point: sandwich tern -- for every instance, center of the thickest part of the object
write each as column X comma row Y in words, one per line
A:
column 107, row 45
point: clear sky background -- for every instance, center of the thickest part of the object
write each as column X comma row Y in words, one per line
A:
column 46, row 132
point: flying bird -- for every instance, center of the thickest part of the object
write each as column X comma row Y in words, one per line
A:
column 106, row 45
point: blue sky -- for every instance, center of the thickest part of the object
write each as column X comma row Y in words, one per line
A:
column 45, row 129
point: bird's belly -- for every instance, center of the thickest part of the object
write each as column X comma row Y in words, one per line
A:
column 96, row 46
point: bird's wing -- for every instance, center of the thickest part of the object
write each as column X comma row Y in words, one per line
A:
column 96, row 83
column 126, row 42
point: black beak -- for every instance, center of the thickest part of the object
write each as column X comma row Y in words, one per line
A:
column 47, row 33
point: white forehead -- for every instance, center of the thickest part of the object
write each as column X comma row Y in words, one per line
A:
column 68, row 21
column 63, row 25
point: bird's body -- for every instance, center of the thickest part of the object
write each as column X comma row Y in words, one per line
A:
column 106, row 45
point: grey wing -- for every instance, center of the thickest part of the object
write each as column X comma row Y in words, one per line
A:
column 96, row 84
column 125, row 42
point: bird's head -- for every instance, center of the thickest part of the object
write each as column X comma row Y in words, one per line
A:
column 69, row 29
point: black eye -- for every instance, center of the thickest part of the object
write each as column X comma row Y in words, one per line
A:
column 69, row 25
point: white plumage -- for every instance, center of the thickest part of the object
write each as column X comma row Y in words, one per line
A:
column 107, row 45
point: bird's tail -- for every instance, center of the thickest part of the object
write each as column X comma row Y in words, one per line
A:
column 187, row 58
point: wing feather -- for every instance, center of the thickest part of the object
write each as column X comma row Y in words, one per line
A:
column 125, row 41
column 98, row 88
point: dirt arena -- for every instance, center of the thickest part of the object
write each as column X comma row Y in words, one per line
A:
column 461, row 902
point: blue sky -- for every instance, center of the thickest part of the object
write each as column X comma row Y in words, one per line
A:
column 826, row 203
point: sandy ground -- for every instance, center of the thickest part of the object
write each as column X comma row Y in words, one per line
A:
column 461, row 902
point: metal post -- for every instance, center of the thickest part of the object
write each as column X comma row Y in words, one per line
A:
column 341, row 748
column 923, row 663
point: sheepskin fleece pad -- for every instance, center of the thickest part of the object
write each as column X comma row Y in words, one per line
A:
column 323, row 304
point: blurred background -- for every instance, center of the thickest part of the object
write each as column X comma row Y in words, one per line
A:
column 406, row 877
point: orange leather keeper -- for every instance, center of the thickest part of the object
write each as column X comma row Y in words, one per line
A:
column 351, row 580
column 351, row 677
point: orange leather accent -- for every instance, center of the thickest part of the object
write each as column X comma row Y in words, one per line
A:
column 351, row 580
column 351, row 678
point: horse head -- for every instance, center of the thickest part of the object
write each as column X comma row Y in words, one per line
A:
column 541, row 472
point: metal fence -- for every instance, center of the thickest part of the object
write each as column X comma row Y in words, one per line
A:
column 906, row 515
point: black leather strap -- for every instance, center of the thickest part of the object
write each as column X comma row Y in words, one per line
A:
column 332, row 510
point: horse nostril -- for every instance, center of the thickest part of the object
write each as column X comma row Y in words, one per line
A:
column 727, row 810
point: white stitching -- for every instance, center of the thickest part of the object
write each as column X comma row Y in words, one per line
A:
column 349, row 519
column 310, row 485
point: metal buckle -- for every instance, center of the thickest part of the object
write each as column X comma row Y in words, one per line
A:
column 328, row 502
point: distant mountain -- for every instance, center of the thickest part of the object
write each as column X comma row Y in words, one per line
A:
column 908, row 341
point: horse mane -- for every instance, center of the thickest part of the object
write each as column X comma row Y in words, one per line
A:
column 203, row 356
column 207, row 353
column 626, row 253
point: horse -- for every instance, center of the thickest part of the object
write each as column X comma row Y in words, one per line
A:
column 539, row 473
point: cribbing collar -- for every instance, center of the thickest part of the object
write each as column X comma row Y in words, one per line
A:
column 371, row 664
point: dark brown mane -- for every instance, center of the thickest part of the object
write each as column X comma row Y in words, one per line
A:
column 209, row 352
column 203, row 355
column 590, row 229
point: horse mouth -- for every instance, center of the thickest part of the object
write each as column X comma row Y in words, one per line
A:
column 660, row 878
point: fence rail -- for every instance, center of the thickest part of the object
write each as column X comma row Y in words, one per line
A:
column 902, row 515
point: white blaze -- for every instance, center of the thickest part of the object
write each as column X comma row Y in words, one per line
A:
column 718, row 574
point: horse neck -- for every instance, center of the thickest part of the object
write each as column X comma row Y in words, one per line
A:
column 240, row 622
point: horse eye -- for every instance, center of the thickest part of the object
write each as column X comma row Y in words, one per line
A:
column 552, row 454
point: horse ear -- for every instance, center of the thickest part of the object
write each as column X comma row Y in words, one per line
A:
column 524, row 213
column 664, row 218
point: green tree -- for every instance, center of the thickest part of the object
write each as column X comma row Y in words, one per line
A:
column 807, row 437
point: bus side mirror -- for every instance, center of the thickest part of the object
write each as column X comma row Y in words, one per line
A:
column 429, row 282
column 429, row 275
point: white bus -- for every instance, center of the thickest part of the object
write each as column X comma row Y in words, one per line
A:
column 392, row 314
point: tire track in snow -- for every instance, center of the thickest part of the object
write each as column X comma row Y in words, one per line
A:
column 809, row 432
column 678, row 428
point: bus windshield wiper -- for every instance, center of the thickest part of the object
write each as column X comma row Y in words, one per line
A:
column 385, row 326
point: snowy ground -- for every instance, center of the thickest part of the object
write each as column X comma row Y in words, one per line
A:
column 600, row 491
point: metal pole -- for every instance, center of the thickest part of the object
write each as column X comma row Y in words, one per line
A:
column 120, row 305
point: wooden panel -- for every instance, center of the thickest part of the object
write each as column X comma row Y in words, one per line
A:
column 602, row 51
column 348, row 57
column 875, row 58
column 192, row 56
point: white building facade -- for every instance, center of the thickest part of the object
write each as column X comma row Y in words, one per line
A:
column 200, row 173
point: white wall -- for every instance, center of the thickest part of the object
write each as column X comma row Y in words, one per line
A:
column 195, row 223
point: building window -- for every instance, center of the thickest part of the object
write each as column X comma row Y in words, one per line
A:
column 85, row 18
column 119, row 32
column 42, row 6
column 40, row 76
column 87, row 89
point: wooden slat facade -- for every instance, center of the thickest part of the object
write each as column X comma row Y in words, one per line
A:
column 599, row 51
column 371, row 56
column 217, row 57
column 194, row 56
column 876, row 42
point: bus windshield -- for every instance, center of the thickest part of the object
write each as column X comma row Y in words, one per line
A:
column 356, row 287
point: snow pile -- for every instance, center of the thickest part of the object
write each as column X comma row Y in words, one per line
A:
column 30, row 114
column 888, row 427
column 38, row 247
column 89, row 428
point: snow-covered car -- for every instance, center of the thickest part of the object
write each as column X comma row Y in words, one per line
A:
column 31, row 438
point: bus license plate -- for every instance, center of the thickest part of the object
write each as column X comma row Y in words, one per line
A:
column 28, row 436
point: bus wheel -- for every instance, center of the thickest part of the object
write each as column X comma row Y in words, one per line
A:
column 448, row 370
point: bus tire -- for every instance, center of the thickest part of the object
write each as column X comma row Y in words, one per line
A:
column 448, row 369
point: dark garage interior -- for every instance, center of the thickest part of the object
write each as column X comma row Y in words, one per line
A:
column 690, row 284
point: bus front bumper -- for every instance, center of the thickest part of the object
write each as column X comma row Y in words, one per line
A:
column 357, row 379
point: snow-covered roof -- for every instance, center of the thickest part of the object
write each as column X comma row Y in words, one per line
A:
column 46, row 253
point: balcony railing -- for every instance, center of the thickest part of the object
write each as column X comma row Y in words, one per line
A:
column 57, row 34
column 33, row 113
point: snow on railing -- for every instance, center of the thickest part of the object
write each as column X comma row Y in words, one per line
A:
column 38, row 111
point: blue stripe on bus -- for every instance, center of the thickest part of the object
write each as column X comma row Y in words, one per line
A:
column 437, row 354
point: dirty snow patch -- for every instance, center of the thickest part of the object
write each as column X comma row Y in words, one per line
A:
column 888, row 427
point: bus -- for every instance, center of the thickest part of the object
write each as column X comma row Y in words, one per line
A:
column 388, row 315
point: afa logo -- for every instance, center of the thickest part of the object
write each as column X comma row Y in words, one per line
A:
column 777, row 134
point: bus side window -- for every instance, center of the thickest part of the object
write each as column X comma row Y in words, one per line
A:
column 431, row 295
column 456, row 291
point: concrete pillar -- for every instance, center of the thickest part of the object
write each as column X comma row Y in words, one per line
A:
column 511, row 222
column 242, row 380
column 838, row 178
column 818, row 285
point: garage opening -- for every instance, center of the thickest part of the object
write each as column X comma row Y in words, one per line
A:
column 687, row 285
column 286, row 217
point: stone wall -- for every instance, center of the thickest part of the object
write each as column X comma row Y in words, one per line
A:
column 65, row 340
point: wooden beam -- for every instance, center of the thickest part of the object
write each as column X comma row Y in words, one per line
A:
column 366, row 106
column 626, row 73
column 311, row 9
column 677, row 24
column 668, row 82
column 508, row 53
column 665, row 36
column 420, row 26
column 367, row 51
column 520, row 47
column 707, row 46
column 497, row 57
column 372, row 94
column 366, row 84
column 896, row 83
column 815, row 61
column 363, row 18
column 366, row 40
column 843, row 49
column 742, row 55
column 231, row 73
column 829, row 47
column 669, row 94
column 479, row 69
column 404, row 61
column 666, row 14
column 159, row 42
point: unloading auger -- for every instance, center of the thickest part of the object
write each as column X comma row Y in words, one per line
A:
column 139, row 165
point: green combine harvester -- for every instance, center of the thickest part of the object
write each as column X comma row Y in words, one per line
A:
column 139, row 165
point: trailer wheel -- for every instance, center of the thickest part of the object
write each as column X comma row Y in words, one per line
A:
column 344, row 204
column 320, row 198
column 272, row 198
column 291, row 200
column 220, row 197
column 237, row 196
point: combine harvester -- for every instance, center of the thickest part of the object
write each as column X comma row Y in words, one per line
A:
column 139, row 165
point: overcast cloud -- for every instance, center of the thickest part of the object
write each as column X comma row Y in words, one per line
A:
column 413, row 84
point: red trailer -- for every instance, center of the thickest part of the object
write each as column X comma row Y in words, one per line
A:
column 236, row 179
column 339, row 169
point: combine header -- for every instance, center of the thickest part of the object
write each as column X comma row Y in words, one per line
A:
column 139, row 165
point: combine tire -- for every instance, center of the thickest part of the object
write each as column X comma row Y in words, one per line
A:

__About this exercise__
Answer with a single number: how many lines above hold the word "fence"?

__Result of the exercise__
2